GIVEN TEXT:
I am using the dataset from Kaggle.
As I had received an error prompting to increase the heap memory size,I assigned heap memory size of 16GB and page cache memory size of 1G, as I have total of 32GB RAM. I left this query to run for an hour but I didn't get any result so I terminated the process.
OPTIONAL MATCH(a:Application)-[:HAS_PREVIOUS]->(p:Previous_Application)-[:HAS_PREV_INSTALLMENTS]->(i:Installments_Payment) WITH
toInteger(i.DAYS_INSTALMENT)-toInteger(i.DAYS_ENTRY_PAYMENT) AS DaysInstallMinusEntry,
COUNT(i) AS TotalInstallments
OPTIONAL MATCH(a)-[:HAS_BUREAU]->(bureau:Bureau)
WITH size(FILTER(x IN collect(bureau.CREDIT_ACTIVE) WHERE x="Active")) AS TotalActiveBureau, a.SK_ID_CURR AS ApplicationID,COUNT(bureau) AS TotalBureau, TotalInstallments,DaysInstallMinusEntry
RETURN ApplicationID,TotalInstallments,DaysInstallMinusEntry,TotalBureau,
toFloat(TotalActiveBureau)/toFloat(TotalBureau) AS ActiveBureauByTotalBureauRatio ORDER BY ActiveBureauByTotalBureauRatio DESC
editing in progress, seems that function signature has changed since i last used it
Hello,
You need to put your query between " ", like call apoc.cypher.parallel("match (n) return n limit 1")
What about profile? can you make a print-screen or an export (sometimes, the export does not work)
I would also save all calculations as new attributes within nodes, not do them inside the query. You can also use virtual nodes if you don't want to ruin your graph, meaning: do the calculation and create new virtual nodes for each of your nodes, then do the query on the resulting graph.

GIVEN PROBLEM A:
Can you duplicate the forum thread about the long-running query word for word?

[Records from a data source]
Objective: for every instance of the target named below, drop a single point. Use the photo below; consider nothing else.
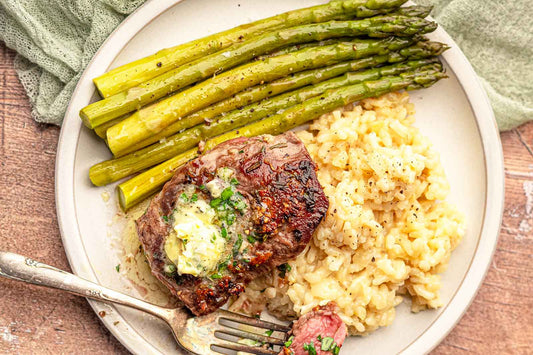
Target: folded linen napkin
(55, 40)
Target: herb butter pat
(195, 245)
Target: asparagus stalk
(153, 119)
(116, 169)
(257, 93)
(143, 185)
(121, 103)
(411, 11)
(139, 71)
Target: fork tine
(239, 318)
(241, 347)
(253, 336)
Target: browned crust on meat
(286, 203)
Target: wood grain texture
(41, 321)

GIVEN PROBLEM B:
Could you write out all the entries from the data source again with "asparagus stalk" swapped for "broccoli floret", changing nothing else and leaving out the pictures?

FULL RESPONSE A:
I am using the dataset from Kaggle.
As I had received an error prompting to increase the heap memory size,I assigned heap memory size of 16GB and page cache memory size of 1G, as I have total of 32GB RAM. I left this query to run for an hour but I didn't get any result so I terminated the process.
OPTIONAL MATCH(a:Application)-[:HAS_PREVIOUS]->(p:Previous_Application)-[:HAS_PREV_INSTALLMENTS]->(i:Installments_Payment) WITH
toInteger(i.DAYS_INSTALMENT)-toInteger(i.DAYS_ENTRY_PAYMENT) AS DaysInstallMinusEntry,
COUNT(i) AS TotalInstallments
OPTIONAL MATCH(a)-[:HAS_BUREAU]->(bureau:Bureau)
WITH size(FILTER(x IN collect(bureau.CREDIT_ACTIVE) WHERE x="Active")) AS TotalActiveBureau, a.SK_ID_CURR AS ApplicationID,COUNT(bureau) AS TotalBureau, TotalInstallments,DaysInstallMinusEntry
RETURN ApplicationID,TotalInstallments,DaysInstallMinusEntry,TotalBureau,
toFloat(TotalActiveBureau)/toFloat(TotalBureau) AS ActiveBureauByTotalBureauRatio ORDER BY ActiveBureauByTotalBureauRatio DESC
editing in progress, seems that function signature has changed since i last used it
Hello,
You need to put your query between " ", like call apoc.cypher.parallel("match (n) return n limit 1")
What about profile? can you make a print-screen or an export (sometimes, the export does not work)
I would also save all calculations as new attributes within nodes, not do them inside the query. You can also use virtual nodes if you don't want to ruin your graph, meaning: do the calculation and create new virtual nodes for each of your nodes, then do the query on the resulting graph.

FULL RESPONSE B:
Objective: for every instance of the target named below, drop a single point. Use the photo below; consider nothing else.
Target: folded linen napkin
(55, 40)
Target: herb butter pat
(195, 245)
Target: broccoli floret
(153, 119)
(116, 169)
(257, 93)
(143, 185)
(121, 103)
(411, 11)
(139, 71)
Target: fork tine
(239, 318)
(241, 347)
(253, 336)
Target: browned crust on meat
(286, 203)
Target: wood grain texture
(41, 321)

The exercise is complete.